Recast the listing from the line with "One point marks each instance of the woven" to the line with "(1318, 519)" as a two-column CSV headed text and points. Give one row for each "One point marks" line, with that line in text and the coordinates beneath it in points, each field in double quotes and any line breaks replaced by spaces.

[Labeled-object pointing listing]
☆ ☆ ☆
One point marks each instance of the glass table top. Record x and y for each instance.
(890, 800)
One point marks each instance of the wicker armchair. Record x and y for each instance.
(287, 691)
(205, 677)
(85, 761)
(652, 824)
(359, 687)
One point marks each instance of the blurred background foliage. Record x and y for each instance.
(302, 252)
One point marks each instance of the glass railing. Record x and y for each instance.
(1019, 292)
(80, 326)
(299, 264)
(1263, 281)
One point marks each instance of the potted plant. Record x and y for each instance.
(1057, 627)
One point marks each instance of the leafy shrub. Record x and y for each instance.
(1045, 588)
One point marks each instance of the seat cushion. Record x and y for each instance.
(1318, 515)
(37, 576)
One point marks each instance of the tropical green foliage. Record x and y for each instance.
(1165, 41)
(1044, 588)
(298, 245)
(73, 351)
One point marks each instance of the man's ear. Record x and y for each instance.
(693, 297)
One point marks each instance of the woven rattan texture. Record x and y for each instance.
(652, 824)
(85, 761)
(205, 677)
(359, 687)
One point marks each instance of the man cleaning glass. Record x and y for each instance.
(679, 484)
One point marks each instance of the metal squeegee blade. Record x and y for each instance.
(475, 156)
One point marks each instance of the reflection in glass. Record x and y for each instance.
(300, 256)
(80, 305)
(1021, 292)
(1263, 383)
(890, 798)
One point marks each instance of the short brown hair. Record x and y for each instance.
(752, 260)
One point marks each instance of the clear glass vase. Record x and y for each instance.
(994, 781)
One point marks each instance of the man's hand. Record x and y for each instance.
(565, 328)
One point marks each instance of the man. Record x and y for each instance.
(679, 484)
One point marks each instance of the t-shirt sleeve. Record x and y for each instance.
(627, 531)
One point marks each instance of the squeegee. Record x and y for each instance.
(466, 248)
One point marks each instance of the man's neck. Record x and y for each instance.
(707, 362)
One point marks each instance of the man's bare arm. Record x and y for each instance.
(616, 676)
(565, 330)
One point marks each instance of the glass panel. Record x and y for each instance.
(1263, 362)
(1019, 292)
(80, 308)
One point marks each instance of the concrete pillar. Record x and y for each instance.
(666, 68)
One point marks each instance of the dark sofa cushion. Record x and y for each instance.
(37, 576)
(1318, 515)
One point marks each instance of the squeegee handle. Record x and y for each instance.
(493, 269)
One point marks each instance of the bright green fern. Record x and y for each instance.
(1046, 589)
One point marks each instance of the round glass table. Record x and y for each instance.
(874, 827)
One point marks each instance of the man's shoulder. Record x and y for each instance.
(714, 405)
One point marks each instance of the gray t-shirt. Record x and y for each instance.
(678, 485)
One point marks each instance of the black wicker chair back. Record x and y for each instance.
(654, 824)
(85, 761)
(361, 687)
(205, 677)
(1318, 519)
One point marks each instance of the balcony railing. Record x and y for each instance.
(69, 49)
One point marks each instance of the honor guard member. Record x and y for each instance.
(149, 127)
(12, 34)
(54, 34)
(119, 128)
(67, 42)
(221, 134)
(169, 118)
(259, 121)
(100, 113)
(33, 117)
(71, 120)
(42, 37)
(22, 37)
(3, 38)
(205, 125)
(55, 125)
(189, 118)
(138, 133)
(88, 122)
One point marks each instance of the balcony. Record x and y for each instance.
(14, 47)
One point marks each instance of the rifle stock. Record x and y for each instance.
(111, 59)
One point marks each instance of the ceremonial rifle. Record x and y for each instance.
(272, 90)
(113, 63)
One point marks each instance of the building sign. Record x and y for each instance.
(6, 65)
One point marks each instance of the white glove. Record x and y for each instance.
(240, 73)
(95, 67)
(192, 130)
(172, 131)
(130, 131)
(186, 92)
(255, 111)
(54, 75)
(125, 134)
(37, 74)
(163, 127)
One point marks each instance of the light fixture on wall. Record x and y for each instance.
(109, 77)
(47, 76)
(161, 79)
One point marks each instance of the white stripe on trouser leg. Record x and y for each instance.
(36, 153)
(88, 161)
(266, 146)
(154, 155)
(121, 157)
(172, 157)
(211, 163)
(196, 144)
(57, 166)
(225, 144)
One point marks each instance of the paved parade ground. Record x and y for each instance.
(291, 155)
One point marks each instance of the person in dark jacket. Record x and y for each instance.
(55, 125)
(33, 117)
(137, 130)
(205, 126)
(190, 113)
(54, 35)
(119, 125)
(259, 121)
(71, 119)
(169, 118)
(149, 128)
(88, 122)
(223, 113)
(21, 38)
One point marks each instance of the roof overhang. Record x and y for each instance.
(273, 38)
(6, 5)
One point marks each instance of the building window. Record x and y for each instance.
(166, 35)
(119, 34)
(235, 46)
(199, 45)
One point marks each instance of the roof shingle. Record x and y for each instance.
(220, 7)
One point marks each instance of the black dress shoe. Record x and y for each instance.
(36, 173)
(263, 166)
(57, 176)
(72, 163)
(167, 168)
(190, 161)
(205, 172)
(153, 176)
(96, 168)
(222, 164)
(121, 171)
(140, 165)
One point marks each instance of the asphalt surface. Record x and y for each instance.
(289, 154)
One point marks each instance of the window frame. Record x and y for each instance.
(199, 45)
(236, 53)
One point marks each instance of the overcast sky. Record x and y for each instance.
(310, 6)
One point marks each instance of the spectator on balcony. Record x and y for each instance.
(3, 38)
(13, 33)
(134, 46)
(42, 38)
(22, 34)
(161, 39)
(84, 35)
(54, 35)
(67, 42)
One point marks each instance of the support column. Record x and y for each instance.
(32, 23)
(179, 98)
☆ ☆ ☆
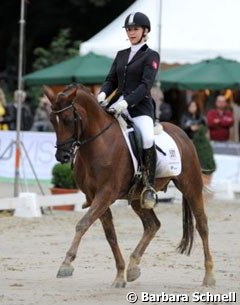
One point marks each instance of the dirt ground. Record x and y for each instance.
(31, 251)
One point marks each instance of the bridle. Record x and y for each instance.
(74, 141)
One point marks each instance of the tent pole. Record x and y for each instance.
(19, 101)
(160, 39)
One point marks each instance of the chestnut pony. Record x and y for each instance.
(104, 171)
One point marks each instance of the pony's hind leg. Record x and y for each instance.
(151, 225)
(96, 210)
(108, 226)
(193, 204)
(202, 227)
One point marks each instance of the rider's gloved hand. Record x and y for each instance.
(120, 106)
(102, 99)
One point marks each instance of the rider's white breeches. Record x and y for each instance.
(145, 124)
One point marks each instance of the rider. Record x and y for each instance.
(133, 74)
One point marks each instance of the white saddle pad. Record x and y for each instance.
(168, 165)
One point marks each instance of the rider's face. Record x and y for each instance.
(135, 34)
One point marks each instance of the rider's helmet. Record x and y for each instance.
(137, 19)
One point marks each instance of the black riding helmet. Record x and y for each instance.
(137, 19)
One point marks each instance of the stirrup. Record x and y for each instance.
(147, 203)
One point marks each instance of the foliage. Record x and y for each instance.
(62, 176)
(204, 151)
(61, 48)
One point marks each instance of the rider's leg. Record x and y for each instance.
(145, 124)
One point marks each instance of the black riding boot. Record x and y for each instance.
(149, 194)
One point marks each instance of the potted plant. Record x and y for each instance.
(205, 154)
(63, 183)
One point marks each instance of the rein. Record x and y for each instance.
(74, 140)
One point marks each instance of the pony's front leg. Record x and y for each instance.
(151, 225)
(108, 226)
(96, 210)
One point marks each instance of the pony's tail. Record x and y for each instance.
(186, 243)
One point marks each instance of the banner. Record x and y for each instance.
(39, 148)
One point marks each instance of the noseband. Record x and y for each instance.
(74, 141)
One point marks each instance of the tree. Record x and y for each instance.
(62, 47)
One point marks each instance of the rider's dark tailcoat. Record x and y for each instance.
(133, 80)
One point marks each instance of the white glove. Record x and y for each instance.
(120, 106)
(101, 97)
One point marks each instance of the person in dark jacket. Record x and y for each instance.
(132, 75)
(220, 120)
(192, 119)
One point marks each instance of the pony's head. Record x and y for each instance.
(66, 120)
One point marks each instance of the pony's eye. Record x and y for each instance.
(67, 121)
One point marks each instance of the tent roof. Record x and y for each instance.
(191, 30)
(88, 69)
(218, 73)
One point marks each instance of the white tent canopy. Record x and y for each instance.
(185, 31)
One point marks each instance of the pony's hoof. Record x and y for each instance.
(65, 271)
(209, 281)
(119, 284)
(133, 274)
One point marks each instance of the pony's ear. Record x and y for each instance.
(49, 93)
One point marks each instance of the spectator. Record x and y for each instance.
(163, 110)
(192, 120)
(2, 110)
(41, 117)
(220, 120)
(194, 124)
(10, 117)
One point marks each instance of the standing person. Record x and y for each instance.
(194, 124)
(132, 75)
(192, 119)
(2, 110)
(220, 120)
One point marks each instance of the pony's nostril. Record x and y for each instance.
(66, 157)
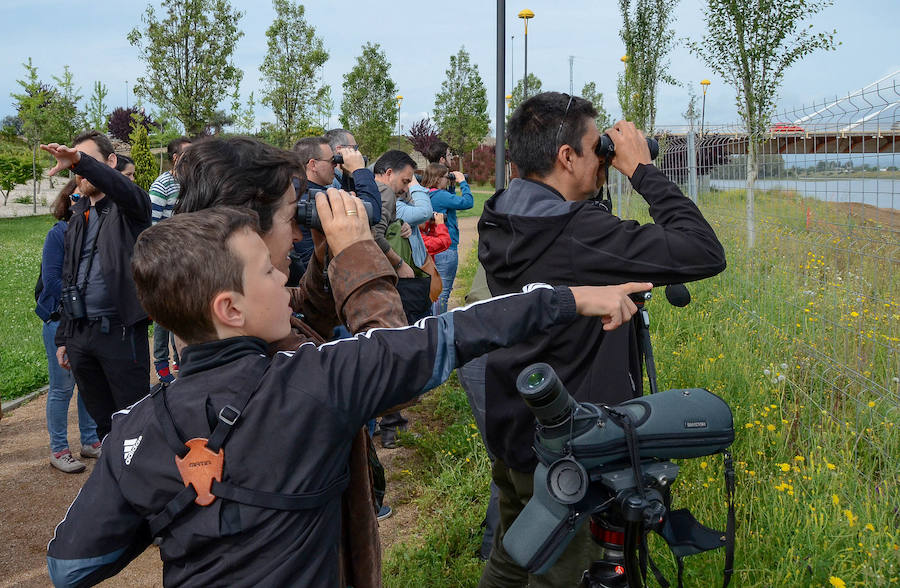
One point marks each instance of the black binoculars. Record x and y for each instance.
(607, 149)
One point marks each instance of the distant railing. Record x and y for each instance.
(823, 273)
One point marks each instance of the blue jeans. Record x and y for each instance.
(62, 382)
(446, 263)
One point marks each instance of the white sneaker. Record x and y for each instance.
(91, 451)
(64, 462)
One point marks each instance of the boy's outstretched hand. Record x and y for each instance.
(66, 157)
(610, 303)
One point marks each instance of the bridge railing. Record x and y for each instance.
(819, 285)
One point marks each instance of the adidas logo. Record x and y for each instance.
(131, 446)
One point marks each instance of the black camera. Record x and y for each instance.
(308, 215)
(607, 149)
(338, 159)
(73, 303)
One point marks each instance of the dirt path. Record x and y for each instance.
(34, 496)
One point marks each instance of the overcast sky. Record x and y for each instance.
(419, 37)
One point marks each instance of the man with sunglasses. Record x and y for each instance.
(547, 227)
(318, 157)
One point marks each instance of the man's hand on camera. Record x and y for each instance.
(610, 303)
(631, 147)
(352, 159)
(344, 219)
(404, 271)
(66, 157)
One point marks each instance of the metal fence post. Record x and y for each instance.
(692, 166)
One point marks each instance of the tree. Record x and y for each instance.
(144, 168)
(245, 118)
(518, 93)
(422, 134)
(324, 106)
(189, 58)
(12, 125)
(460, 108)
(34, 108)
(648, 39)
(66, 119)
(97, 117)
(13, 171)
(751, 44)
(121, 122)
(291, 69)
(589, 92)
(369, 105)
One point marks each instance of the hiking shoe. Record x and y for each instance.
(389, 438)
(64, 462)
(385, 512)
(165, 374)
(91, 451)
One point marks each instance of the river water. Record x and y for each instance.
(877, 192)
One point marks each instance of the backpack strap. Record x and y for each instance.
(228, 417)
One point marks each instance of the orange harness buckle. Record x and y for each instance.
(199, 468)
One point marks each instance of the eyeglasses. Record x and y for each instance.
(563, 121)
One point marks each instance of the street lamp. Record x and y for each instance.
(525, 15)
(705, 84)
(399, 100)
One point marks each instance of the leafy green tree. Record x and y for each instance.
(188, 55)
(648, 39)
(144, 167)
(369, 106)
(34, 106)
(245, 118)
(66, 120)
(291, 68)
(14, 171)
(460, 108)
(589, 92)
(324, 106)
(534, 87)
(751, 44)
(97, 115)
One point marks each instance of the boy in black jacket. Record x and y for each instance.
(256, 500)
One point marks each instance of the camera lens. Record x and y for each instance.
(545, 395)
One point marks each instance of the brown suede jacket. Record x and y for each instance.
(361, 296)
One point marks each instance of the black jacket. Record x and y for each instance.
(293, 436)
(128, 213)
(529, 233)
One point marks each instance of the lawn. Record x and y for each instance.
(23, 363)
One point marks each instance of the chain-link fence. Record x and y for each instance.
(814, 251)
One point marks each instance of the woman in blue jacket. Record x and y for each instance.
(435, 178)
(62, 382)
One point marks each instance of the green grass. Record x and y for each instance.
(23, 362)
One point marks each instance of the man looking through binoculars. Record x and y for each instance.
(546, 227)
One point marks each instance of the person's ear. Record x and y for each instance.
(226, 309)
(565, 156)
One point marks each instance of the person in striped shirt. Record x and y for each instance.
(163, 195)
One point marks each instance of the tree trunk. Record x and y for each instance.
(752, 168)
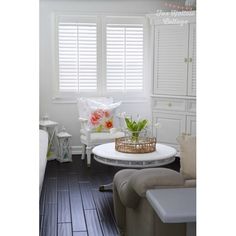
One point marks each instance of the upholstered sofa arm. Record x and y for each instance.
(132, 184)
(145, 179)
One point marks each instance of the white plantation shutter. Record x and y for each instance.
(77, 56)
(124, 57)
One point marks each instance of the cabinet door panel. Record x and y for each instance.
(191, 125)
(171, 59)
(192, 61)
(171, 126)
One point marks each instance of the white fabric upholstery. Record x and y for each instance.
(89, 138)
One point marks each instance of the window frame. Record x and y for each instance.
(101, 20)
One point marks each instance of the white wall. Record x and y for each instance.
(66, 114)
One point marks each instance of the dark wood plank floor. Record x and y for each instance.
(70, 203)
☆ ☆ ☆
__Complete response__.
text,points
"One point marks each instance of the woven rattan texture. Record x and y for each instance.","(652, 824) (85, 761) (205, 677) (359, 687)"
"One point marks each instance of the man cleaning glass. Record x and y for each instance.","(679, 484)"
"One point marks each instance of the metal squeegee blade. Record x and y for each instance.","(475, 156)"
"One point marks each instance of the reflection in glass. Record x and y for each instance.","(300, 256) (80, 305) (1021, 292) (1263, 383) (890, 798)"
"One point marks each instance of the short brown hair. Record x and y for each instance.","(752, 260)"
"One point marks each instance of the clear glass vase. Record x and y for each instance.","(994, 781)"
"One point marks each instance of the man's hand. Record x and y for each instance.","(565, 328)"
"One point marks each instance of the man. Record x and y for each instance.","(679, 484)"
"One point marks each instance of the t-shirt sleeve. Record x and y for each instance.","(627, 531)"
"One point marks each instance of the squeegee. Record x and y for each instance.","(466, 248)"
"One point marks each instance of the man's neck. Record x and y for each instance.","(707, 362)"
"One point marks each instance of the man's bare arm. Record x and y for each instance.","(616, 676) (565, 330)"
"One point marks each instance of the glass panel. Record x and y for each instance.","(1263, 362) (1019, 292) (80, 308)"
"One point marks each instance of the concrete pillar. Record x and y for each instance.","(666, 68)"
"One point marks each instance of the dark sofa cushion. Record x and y for each instance.","(37, 576) (1318, 515)"
"One point marks each instance of the squeegee handle. Record x and y for each instance.","(493, 269)"
"One point marks each instance of the bright green fern. Record x and y for each instance.","(1046, 589)"
"One point marks each instance of the round glass table. Record x and y for each instance.","(874, 827)"
"One point marks each instance of the man's shoulder. Record x and y for each instance.","(714, 405)"
"One point marks each instance of the gray t-shirt. Record x and y for each instance.","(678, 485)"
"One point marks each instance of the black wicker chair back. Record x and y for each instance.","(654, 824) (85, 761) (361, 687) (205, 677) (1318, 519)"